### Input rows ###
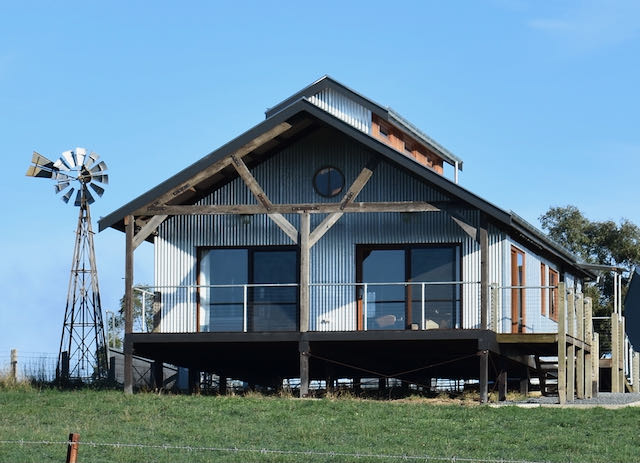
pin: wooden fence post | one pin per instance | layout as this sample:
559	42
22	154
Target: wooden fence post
562	345
615	351
14	364
595	371
636	372
72	447
588	337
571	350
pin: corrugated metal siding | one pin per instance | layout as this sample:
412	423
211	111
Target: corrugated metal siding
343	108
333	257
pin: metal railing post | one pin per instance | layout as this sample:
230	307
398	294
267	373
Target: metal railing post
244	308
364	308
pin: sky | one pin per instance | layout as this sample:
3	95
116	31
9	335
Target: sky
540	99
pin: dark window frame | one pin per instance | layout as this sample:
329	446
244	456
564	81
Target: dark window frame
361	254
200	250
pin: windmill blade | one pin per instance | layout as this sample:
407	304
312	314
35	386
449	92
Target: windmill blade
41	161
37	171
67	159
59	165
80	153
67	195
97	189
90	159
100	167
61	186
88	196
78	201
101	178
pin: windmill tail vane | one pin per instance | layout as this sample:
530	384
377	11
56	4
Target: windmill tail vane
83	354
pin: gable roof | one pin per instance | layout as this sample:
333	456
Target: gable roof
386	113
299	115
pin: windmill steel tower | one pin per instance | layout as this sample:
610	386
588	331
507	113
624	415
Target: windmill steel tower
83	348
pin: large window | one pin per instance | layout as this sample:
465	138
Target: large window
390	304
250	287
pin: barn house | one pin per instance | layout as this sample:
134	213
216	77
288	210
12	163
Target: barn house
333	240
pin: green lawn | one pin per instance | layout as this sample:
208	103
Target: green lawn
350	426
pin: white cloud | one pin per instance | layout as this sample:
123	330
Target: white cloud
589	25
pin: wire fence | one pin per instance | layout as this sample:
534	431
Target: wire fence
31	366
324	455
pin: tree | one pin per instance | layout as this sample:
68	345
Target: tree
116	335
595	242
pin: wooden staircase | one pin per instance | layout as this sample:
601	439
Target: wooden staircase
548	375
###
Instructions for the task
Rewrite all of the material above with "one pin per instance" changed to "one pin for each instance" and nothing else altered. Leave the pictures out of your answer.

Response below
pin: wooden fence post | one pin for each instance | layout as this sample:
559	42
22	154
Target: wooden fence post
562	345
615	351
14	364
595	371
636	372
72	447
588	337
571	350
pin: corrugated metal siding | one pin for each instance | layout as this sample:
412	423
211	111
Target: corrugated metal siding
343	108
333	257
pin: metal railing post | one pin for each instance | layout as this sample:
230	307
398	294
267	373
Target: metal railing post
244	308
364	308
pin: sky | one pin for each instance | layout as this sample:
3	95
116	31
9	335
Target: sky
540	99
pin: dark window frame | one pin for each instance | layout as this sample:
329	446
244	456
564	81
Target: dark window frame
361	254
200	250
pin: windmill blade | one pin for each instance | layout as this sample:
407	304
312	314
35	386
449	92
Target: windmill blade
41	161
37	171
67	159
59	165
80	153
67	195
97	189
90	159
100	167
61	186
88	196
78	201
101	178
pin: windmill tail vane | one pin for each instance | layout as this sample:
530	384
377	11
56	4
Target: windmill tail vane
83	354
pin: gable roof | one pin for each instance | layout as this sample:
333	456
Target: gable roof
386	113
299	115
pin: windmill steel tower | one pin for each instance | layout as this sample:
610	386
588	331
507	113
624	415
Target: windmill steel tower
83	348
pin: large window | one pin for each instance | layout as this sample:
465	138
Target: large window
390	304
250	287
pin: barn house | one pin for each instance | layout as this sample:
134	213
216	77
288	210
12	163
Target: barn house
333	240
pin: green lawn | one pin for each instance | layout as this sample:
208	103
Target: green lawn
350	426
pin: white cloud | one pin for each instance | layout as this sample:
123	330
Target: white cloud
589	25
pin: wire fence | one pin for each instance | layout as this sample:
534	431
Target: wire fence
31	366
324	455
pin: tree | one pin for each instance | layout as this sample:
68	345
Target: tree
116	335
595	242
pin: wooden staircase | one pin for each instance | layout as this sample:
601	439
Target: wooden staircase
548	375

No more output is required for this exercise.